··· TEKS KAJIAN
Pemeriksaan yang dapat dilakukan adalah:
- Pemeriksaan kadar elektrolit, pada pasien koma sering ditemui hiponatremia akibat gangguan pengaturan hormon diuretik. Kadar magnesium juga dapat menurun pada fase akut akibat proses eksitotoksik
- Pemeriksaan faktor koagulasi aPTT, PT, trombosit terutama pada pasien orang lansia yang mungkin sedang dalam pengobatan dengan antikoagulan. Pemeriksaan ini juga bermanfaat untuk menilai risiko perdarahan intrakranial
- Kadar alkohol dalam darah, untuk menyingkirkan penyebab penurunan kesadaran atau disorientasi [26]
Biomarker Darah:
Terdapat pemeriksaan biomarker yang dapat membantu menentukan prognosis dan kondisi klinis cedera otak.
······
··· ENTRI HASIL EKSTRAKSI
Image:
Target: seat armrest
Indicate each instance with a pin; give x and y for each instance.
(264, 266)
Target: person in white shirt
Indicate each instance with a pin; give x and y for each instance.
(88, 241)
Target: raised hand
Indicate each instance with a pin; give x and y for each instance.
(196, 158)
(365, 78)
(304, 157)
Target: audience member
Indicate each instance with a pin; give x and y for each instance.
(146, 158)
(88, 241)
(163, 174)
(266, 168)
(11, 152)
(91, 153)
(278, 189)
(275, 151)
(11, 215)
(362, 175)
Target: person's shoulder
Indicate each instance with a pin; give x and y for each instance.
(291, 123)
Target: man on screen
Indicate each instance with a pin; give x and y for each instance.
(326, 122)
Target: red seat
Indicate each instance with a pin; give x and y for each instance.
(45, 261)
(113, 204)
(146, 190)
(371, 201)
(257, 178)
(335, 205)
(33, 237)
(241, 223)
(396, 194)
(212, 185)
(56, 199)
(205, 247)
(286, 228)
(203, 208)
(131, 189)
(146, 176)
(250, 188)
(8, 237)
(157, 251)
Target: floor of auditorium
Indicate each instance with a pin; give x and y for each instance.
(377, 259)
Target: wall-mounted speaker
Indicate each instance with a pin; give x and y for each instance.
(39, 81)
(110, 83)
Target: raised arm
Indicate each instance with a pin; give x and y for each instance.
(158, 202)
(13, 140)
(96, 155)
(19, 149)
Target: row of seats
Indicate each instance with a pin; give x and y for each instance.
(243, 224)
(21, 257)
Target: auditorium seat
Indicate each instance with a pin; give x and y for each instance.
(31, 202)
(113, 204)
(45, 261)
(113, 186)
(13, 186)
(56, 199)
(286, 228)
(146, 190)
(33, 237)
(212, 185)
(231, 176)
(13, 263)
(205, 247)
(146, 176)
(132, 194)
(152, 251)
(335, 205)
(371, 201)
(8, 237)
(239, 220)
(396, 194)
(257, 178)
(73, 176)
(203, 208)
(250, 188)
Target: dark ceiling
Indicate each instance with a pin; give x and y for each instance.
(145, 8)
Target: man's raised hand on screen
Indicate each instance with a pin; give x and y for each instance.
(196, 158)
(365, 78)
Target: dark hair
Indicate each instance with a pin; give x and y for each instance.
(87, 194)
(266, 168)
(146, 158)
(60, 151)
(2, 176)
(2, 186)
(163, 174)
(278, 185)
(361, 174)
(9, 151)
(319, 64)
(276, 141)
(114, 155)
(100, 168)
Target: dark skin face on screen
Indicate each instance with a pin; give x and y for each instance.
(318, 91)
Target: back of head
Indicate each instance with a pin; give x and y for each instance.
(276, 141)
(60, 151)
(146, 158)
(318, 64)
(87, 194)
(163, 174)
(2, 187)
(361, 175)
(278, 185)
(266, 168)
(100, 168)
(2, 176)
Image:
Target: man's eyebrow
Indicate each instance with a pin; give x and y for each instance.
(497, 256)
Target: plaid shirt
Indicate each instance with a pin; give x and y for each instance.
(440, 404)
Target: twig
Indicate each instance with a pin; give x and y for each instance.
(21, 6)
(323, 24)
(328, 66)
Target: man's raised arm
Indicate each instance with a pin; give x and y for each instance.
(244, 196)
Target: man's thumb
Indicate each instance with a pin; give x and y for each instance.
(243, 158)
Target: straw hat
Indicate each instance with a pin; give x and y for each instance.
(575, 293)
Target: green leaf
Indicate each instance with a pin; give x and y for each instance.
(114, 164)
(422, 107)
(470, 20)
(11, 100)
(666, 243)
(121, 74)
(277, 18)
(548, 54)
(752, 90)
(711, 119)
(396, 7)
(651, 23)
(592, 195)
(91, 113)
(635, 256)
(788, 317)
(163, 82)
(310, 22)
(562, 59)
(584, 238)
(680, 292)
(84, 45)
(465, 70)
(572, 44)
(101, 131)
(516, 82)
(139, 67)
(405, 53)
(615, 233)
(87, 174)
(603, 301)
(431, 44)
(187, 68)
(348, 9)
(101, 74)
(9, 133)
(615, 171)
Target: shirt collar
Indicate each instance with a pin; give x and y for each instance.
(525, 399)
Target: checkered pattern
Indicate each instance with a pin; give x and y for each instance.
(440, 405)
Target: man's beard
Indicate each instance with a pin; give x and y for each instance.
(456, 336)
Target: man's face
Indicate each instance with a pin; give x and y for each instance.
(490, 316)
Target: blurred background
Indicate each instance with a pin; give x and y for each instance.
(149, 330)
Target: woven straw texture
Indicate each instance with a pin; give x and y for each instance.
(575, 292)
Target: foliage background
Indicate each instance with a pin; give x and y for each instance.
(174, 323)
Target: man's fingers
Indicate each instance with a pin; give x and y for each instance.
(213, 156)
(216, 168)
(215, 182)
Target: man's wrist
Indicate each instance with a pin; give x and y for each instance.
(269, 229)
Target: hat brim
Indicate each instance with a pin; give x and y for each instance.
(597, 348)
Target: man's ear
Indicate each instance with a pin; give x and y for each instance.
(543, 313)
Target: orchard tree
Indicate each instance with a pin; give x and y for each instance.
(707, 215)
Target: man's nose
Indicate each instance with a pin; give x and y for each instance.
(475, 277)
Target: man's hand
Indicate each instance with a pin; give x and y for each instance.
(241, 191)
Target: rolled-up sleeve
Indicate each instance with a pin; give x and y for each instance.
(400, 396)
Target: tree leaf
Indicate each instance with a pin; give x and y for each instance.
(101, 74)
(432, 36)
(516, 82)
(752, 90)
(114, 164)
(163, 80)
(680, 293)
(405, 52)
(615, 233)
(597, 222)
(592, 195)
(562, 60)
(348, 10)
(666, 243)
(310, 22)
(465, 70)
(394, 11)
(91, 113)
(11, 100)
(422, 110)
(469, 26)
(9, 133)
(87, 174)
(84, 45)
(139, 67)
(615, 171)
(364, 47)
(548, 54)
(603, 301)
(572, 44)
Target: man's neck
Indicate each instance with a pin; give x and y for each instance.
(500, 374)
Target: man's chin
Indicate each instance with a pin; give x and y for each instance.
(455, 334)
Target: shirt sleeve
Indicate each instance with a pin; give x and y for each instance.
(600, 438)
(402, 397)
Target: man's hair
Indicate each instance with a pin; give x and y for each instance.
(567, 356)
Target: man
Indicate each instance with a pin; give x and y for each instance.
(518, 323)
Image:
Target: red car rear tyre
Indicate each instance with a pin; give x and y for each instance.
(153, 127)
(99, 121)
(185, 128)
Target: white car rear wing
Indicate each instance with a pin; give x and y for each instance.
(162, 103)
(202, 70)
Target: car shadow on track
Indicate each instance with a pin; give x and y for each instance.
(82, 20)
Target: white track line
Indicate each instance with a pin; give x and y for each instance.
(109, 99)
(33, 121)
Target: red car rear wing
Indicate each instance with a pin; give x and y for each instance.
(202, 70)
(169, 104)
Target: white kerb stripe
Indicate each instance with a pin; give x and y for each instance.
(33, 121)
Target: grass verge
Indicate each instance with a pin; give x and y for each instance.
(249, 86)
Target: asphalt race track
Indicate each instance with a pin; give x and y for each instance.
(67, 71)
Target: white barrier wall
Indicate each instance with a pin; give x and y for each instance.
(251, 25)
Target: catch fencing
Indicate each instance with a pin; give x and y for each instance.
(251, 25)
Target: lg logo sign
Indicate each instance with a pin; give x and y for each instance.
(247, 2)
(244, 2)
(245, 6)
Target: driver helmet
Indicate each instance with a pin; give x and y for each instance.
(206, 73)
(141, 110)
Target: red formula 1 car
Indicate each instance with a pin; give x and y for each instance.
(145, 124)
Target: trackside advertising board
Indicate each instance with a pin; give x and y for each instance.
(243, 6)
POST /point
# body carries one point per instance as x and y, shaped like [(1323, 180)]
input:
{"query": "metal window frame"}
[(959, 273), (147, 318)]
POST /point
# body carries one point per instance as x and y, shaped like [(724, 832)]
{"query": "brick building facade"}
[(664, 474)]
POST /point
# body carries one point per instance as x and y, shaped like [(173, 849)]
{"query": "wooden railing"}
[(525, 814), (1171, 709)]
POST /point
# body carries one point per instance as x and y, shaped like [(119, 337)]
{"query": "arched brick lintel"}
······
## [TUGAS]
Sunting bagian teks kajian yang dimulai dengan "Pemeriksaan yang dapat" dan berlanjut sampai "klinis cedera otak.". Ganti "lansia" dengan "lanjut usia". Gunakan hanya teks kajian sebagai sumber.

## [JAWABAN LATIHAN]
Pemeriksaan yang dapat dilakukan adalah:
- Pemeriksaan kadar elektrolit, pada pasien koma sering ditemui hiponatremia akibat gangguan pengaturan hormon diuretik. Kadar magnesium juga dapat menurun pada fase akut akibat proses eksitotoksik
- Pemeriksaan faktor koagulasi aPTT, PT, trombosit terutama pada pasien orang lanjut usia yang mungkin sedang dalam pengobatan dengan antikoagulan. Pemeriksaan ini juga bermanfaat untuk menilai risiko perdarahan intrakranial
- Kadar alkohol dalam darah, untuk menyingkirkan penyebab penurunan kesadaran atau disorientasi [26]
Biomarker Darah:
Terdapat pemeriksaan biomarker yang dapat membantu menentukan prognosis dan kondisi klinis cedera otak.